### Aim
Gather every line of the material that contains the word "black".

### Records supplied
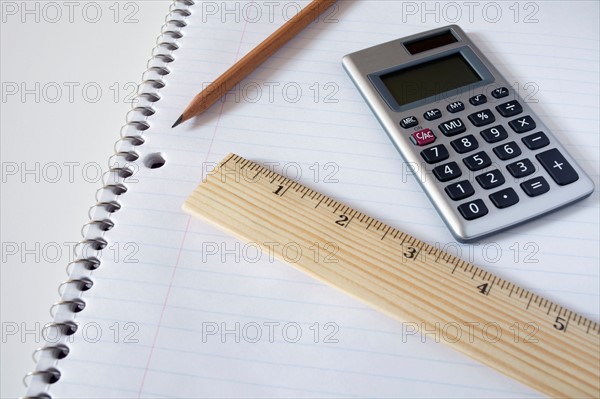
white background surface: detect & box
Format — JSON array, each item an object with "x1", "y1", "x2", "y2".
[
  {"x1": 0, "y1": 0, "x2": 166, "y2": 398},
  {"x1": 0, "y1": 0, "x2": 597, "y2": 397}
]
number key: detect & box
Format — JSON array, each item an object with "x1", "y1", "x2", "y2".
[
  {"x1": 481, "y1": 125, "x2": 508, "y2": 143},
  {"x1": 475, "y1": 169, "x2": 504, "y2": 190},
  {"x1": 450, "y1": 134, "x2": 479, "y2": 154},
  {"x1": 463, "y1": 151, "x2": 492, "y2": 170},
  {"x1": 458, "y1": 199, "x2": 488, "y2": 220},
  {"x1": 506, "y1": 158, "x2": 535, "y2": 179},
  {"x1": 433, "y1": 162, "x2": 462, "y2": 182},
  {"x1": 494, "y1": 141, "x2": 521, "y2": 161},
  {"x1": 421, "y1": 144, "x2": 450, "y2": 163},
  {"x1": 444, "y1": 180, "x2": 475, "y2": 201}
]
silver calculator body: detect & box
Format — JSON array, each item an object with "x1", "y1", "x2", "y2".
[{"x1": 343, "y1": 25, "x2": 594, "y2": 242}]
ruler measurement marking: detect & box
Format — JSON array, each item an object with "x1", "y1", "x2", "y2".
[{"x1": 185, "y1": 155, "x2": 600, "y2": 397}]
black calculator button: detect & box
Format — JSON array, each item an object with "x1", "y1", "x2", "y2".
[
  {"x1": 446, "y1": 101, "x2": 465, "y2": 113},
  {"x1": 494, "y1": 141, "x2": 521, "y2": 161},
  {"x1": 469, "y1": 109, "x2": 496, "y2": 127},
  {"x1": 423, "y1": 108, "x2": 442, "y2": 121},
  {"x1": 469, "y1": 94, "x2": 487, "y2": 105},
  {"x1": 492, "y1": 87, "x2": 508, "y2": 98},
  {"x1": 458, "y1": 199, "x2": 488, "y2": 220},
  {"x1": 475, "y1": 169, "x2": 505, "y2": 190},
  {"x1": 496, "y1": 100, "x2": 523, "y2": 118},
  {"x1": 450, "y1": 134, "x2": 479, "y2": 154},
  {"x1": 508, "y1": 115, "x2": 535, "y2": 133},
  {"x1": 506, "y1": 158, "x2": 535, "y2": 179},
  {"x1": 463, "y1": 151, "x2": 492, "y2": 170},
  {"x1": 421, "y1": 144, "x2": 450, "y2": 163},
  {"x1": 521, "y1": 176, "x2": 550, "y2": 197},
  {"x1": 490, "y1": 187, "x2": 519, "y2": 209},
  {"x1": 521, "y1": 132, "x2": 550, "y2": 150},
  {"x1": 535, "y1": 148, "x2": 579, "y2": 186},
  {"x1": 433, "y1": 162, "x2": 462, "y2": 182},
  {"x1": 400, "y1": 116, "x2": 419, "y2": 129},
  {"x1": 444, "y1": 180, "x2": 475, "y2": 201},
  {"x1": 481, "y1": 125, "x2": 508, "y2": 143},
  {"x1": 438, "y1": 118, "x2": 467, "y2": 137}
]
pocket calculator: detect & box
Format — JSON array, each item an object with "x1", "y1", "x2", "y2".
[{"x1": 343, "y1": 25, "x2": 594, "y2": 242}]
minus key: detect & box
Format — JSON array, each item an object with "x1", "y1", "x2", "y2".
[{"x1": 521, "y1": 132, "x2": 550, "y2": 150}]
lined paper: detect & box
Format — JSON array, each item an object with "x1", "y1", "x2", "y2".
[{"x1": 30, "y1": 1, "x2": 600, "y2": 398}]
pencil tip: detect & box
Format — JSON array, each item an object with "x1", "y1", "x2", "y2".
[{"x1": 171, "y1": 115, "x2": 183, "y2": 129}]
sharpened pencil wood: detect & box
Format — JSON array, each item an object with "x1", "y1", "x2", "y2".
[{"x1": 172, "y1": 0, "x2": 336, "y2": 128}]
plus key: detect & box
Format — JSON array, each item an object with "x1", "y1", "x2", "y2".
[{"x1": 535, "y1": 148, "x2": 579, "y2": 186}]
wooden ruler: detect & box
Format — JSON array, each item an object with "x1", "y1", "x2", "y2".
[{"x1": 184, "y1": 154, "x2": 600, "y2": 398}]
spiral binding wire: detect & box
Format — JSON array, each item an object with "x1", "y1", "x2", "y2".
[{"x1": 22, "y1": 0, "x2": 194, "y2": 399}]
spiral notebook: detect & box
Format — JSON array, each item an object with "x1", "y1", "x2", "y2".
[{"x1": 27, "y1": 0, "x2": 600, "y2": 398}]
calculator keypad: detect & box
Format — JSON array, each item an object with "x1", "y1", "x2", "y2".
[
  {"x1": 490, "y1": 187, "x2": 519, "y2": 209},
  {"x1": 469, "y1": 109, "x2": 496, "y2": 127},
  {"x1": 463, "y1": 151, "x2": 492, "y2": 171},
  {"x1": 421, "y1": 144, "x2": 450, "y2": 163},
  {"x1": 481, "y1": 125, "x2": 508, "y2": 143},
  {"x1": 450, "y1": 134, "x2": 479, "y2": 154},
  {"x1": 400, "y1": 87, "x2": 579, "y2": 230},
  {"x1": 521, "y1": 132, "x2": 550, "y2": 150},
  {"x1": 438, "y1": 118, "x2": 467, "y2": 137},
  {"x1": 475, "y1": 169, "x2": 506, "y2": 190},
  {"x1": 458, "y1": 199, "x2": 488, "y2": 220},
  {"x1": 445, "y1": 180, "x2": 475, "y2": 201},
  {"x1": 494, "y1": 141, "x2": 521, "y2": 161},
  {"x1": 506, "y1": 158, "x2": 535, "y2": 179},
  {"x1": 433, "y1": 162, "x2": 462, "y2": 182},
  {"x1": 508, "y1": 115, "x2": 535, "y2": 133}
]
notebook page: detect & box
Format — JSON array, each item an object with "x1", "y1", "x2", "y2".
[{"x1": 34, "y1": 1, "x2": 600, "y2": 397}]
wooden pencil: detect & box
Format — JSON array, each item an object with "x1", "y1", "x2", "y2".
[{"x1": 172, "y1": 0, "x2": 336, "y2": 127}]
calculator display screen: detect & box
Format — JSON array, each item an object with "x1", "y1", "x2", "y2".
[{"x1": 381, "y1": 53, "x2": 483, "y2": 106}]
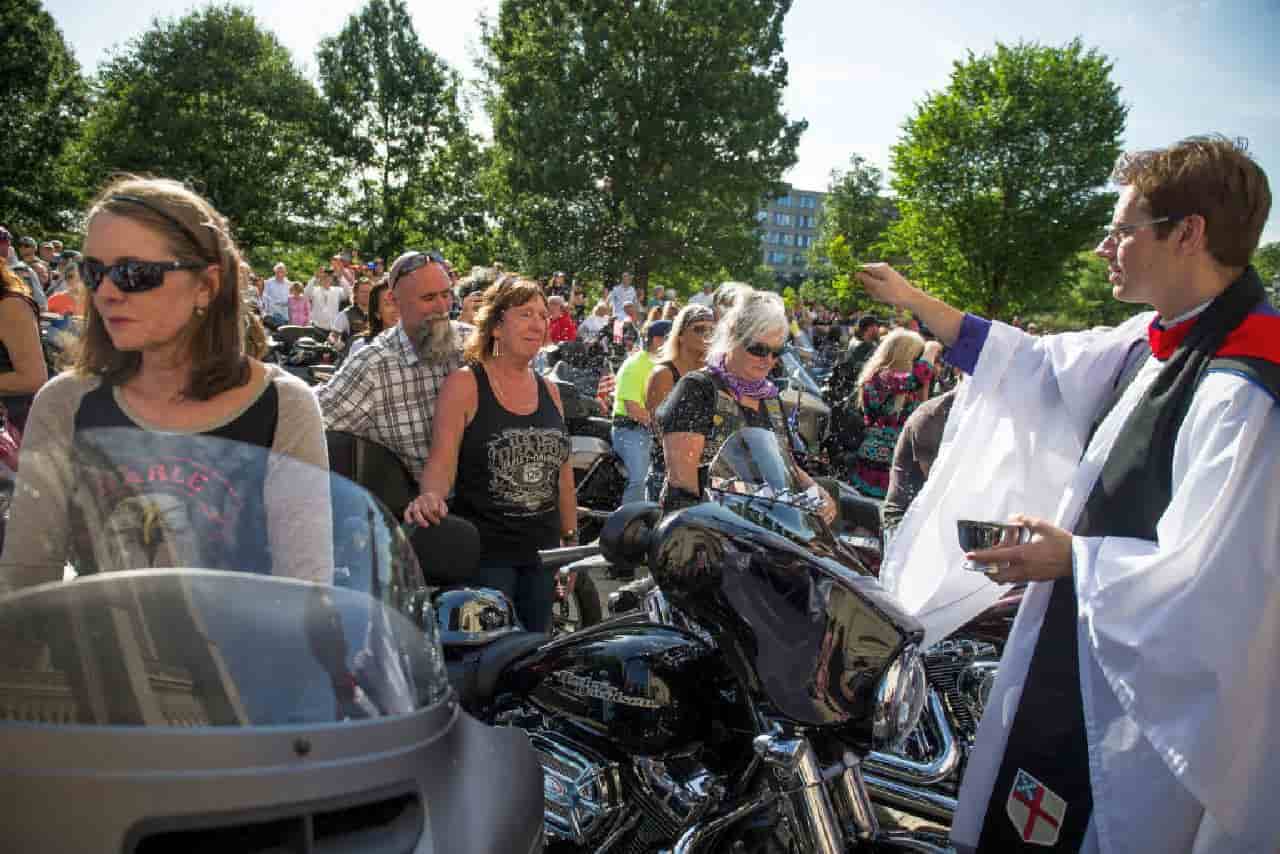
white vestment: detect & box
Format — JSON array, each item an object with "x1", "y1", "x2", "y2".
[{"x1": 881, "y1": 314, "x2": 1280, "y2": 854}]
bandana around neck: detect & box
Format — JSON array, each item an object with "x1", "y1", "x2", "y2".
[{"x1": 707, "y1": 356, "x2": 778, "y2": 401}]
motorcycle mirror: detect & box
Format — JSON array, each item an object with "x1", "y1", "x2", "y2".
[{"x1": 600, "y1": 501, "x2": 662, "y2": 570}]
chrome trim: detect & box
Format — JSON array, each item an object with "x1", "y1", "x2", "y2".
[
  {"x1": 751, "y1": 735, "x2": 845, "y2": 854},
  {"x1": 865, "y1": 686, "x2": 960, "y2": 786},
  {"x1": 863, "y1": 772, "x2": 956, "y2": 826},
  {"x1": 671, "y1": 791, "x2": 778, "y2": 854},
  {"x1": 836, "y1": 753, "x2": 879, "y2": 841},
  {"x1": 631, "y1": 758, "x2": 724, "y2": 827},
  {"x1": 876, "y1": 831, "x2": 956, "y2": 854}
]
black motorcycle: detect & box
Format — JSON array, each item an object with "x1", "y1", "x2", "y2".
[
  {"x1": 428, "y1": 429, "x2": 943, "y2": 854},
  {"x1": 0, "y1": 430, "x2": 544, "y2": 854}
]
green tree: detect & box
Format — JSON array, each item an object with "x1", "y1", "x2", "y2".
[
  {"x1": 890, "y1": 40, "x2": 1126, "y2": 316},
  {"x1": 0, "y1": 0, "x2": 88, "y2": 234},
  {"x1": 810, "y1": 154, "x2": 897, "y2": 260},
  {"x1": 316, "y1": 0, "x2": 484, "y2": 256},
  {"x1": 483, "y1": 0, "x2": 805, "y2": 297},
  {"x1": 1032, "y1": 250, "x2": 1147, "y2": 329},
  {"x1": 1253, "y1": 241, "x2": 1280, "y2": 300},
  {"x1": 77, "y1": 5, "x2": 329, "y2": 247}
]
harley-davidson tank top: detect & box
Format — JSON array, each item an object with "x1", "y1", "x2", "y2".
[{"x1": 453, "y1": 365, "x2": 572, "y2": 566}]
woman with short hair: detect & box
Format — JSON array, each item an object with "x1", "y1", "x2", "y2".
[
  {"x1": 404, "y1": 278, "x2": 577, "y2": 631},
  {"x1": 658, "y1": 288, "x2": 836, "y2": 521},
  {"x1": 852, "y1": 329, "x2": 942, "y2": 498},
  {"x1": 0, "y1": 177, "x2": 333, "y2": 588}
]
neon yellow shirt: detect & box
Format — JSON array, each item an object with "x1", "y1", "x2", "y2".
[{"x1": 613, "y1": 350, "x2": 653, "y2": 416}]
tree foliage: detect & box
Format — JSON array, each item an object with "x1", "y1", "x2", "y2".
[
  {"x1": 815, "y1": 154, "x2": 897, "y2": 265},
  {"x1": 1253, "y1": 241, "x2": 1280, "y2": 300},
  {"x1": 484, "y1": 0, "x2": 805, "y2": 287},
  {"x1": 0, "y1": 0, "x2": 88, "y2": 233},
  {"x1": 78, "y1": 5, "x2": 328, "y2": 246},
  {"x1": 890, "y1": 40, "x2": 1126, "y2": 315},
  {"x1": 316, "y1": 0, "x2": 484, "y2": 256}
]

### Response below
black calculator button: detect & box
black motorcycle: detect & box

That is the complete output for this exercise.